The exercise:
Repeat the lines below word for word, from the first one through the line that contains "point(168, 110)".

Material shown:
^^^^^^^^^^^^^^^^

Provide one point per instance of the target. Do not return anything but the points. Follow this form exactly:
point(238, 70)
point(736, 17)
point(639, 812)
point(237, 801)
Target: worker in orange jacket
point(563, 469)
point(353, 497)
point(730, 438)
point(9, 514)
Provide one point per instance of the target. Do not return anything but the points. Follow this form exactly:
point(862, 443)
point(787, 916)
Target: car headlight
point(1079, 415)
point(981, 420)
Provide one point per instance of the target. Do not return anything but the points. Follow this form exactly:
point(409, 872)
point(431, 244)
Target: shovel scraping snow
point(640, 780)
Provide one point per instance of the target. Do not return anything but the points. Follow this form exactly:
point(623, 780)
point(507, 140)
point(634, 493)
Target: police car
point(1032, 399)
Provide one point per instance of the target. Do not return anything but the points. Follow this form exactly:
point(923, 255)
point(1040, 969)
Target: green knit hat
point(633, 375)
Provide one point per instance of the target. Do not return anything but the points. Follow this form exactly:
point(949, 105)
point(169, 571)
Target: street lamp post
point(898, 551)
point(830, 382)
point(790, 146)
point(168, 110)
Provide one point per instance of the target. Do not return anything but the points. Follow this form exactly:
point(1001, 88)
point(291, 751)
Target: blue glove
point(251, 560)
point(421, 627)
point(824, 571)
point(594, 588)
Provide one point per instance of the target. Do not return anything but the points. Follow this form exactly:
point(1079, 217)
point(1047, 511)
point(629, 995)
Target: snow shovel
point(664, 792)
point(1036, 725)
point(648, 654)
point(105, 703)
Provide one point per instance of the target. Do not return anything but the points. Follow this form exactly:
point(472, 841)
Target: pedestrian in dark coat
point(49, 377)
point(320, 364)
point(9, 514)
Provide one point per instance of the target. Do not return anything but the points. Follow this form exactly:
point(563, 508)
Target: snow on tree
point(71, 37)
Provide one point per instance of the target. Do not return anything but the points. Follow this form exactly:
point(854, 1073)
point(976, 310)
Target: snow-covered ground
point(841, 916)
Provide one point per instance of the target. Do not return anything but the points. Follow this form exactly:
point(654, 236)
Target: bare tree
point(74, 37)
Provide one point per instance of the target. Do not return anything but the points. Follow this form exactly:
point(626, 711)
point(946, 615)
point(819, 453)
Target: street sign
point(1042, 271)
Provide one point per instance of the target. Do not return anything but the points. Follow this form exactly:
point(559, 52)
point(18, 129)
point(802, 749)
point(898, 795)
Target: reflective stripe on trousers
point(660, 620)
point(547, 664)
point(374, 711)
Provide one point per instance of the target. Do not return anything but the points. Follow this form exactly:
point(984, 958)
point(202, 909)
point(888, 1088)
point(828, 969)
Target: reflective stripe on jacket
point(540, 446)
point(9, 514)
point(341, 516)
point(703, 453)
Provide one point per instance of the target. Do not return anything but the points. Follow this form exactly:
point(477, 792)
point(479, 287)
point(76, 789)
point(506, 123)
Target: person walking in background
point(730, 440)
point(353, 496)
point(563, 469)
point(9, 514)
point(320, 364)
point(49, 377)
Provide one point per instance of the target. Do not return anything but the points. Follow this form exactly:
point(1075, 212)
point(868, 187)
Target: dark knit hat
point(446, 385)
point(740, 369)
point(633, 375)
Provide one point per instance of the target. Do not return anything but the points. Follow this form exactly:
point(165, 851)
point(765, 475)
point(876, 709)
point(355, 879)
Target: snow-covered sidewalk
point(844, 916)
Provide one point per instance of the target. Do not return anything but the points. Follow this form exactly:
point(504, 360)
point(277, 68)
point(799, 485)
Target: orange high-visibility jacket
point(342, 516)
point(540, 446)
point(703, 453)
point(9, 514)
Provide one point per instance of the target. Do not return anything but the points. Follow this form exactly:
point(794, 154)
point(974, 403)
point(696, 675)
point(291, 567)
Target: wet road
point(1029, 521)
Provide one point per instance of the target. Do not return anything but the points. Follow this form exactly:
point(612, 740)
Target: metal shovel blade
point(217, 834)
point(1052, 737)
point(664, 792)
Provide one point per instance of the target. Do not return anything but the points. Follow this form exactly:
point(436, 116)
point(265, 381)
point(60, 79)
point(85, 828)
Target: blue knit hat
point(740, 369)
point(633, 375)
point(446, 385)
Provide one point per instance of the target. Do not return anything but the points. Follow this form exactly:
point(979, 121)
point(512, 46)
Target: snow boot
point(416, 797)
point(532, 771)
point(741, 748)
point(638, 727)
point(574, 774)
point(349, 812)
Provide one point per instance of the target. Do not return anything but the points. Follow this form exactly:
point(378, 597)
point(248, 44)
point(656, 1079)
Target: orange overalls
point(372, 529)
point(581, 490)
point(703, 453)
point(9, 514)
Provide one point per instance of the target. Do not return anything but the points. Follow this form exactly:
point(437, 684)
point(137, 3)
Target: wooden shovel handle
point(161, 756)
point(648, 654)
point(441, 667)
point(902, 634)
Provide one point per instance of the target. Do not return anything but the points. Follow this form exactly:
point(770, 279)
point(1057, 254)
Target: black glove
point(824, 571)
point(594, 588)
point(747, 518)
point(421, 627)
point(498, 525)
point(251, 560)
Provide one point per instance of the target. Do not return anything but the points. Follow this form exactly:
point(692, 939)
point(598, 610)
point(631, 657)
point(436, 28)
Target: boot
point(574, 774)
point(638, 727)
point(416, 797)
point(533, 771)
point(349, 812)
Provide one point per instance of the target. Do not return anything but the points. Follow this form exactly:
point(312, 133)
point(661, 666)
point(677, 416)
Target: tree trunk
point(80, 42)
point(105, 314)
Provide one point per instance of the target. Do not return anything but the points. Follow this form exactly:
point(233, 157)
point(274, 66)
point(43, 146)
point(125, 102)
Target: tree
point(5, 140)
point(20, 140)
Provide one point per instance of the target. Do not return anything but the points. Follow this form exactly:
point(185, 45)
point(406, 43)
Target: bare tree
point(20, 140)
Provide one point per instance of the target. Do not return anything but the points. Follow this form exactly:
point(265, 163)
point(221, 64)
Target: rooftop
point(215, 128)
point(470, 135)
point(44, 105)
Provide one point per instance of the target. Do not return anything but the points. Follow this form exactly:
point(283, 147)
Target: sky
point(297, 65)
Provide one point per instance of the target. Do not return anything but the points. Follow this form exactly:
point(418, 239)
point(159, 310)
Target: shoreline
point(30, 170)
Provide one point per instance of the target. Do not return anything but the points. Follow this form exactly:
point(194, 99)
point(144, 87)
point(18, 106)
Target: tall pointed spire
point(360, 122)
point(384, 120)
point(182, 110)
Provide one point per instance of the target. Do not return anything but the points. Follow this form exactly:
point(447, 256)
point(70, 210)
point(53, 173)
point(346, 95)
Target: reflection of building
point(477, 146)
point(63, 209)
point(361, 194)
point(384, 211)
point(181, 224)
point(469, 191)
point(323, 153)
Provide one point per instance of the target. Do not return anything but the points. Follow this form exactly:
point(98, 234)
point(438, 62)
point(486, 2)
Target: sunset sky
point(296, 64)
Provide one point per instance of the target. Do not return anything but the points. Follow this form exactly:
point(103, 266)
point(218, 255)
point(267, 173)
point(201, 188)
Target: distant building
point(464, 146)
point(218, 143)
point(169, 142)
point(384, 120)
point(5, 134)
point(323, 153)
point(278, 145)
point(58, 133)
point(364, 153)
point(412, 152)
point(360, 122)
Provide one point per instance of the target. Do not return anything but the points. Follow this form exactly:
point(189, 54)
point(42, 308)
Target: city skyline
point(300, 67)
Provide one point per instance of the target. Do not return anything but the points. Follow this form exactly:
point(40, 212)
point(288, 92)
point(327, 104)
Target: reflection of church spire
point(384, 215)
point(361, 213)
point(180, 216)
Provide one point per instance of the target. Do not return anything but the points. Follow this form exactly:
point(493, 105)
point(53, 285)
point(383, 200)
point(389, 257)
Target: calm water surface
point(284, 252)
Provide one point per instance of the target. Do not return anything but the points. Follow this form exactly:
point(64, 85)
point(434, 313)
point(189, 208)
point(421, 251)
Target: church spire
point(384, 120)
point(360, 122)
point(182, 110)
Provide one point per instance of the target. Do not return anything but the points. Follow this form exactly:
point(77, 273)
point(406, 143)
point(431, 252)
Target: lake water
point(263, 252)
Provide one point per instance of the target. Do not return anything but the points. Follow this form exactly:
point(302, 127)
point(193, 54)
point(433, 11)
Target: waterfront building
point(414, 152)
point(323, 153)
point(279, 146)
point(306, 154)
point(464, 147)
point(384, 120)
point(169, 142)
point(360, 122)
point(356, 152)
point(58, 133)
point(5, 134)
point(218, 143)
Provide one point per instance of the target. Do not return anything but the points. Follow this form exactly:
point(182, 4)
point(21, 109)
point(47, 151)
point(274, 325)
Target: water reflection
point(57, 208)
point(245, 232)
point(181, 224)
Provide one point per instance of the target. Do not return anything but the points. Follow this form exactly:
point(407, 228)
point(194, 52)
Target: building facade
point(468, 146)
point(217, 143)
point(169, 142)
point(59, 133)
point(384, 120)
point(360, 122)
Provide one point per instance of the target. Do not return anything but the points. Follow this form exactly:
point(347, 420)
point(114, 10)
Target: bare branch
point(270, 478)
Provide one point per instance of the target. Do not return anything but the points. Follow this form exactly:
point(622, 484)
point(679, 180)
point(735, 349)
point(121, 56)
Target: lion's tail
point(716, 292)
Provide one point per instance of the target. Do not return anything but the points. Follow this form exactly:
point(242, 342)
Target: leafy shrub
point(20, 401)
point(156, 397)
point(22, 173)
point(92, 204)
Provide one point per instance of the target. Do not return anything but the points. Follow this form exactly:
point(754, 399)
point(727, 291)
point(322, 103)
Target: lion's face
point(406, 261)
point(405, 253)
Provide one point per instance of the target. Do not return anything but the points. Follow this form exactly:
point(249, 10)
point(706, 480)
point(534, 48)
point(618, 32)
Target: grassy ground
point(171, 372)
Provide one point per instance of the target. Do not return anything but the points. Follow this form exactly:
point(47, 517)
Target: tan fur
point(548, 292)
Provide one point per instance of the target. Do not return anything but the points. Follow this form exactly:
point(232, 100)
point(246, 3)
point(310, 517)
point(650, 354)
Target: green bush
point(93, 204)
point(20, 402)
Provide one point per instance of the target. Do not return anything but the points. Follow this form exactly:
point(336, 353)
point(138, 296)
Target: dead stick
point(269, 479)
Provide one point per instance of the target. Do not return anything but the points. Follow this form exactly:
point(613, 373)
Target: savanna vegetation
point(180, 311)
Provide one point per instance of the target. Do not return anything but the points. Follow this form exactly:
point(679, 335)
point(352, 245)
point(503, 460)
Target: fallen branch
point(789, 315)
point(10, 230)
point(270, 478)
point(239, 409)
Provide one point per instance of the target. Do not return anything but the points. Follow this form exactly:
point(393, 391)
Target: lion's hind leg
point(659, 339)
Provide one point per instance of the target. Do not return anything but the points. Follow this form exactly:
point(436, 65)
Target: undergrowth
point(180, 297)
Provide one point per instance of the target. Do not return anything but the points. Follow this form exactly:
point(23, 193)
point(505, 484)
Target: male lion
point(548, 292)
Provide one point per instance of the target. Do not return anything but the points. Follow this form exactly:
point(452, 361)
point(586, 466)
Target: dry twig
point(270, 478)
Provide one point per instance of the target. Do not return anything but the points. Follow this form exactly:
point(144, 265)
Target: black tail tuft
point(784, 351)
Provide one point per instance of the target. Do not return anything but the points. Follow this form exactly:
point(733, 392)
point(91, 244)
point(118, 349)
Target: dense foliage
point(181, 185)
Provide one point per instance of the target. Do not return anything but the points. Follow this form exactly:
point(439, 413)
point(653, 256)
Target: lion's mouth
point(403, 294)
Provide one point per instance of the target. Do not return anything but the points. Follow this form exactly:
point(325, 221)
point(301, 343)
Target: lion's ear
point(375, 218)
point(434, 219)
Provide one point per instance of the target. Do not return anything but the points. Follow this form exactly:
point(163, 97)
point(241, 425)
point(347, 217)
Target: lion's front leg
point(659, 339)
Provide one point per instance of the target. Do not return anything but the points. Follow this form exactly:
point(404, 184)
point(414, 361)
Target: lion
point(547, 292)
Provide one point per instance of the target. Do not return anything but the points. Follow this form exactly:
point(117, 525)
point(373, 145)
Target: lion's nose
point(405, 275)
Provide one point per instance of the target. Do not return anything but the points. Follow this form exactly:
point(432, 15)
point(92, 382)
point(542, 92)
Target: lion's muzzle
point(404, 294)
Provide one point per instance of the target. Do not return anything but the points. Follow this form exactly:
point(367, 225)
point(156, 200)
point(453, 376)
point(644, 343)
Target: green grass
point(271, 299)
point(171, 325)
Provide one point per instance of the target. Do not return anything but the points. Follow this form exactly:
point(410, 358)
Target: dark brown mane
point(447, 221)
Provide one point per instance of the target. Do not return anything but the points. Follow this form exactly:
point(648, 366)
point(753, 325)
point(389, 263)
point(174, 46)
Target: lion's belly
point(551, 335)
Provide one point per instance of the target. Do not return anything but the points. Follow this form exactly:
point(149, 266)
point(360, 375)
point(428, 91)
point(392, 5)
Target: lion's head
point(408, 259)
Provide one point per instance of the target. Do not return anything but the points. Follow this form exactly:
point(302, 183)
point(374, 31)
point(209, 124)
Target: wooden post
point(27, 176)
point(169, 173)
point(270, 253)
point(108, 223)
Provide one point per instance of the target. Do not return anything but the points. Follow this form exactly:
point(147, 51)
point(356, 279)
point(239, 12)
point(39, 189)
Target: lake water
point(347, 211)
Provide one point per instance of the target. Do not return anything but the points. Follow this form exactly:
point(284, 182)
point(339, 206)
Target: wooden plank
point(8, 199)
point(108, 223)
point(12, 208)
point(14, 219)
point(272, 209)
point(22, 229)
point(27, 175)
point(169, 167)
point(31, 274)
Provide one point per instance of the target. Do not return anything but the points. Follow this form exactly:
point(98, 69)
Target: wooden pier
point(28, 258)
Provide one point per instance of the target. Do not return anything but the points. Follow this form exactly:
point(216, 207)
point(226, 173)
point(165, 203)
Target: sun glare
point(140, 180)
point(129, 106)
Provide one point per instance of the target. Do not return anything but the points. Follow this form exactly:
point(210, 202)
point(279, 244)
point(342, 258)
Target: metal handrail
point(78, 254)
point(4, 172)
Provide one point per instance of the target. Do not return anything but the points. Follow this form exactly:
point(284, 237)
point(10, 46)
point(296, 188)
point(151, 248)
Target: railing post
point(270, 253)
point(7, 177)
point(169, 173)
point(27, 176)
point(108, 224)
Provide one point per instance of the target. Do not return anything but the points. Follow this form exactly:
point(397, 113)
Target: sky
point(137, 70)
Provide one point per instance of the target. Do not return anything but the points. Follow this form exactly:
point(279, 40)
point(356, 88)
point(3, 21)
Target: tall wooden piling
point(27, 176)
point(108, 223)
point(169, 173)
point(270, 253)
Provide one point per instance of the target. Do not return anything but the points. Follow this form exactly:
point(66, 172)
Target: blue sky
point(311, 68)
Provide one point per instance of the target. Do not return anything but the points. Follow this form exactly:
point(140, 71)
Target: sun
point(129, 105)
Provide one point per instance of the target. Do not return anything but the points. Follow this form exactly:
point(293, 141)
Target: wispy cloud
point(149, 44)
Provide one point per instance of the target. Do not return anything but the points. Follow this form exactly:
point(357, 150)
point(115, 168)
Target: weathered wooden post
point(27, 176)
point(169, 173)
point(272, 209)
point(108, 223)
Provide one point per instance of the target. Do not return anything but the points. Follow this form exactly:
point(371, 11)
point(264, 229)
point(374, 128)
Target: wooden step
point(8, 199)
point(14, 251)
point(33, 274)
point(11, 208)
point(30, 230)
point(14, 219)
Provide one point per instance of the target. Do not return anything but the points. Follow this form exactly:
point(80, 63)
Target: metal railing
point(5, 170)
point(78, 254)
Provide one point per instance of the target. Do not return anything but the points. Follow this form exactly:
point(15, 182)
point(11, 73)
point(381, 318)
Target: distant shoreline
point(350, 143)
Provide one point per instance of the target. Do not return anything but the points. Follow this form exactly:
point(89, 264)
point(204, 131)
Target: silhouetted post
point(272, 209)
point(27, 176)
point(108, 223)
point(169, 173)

^^^^^^^^^^^^^^^^

Finished answer:
Provide one point per instance of the target. Do not return anything but the points. Follow this form exactly:
point(238, 70)
point(736, 17)
point(639, 812)
point(237, 801)
Target: worker in orange jacket
point(563, 469)
point(353, 497)
point(730, 438)
point(9, 514)
Provide one point per instance of the target. Do not return anything but the points. Follow this form exactly:
point(862, 443)
point(787, 916)
Target: car headlight
point(1079, 415)
point(981, 420)
Provide one point per instance of the target. Do not return anything but the points. Follow this form exactly:
point(409, 872)
point(431, 244)
Target: shovel scraping snow
point(640, 780)
Provide one point per instance of the target. Do not return anything but the points. Follow this form exactly:
point(623, 780)
point(507, 140)
point(634, 493)
Target: police car
point(1032, 399)
Provide one point per instance of the target. Do not return anything but the points. Follow this form exactly:
point(923, 255)
point(1040, 969)
Target: green knit hat
point(633, 375)
Provide one point per instance of the target. Do not return anything but the points. Follow this form exactly:
point(949, 105)
point(169, 571)
Target: street lamp post
point(898, 551)
point(830, 382)
point(790, 146)
point(168, 110)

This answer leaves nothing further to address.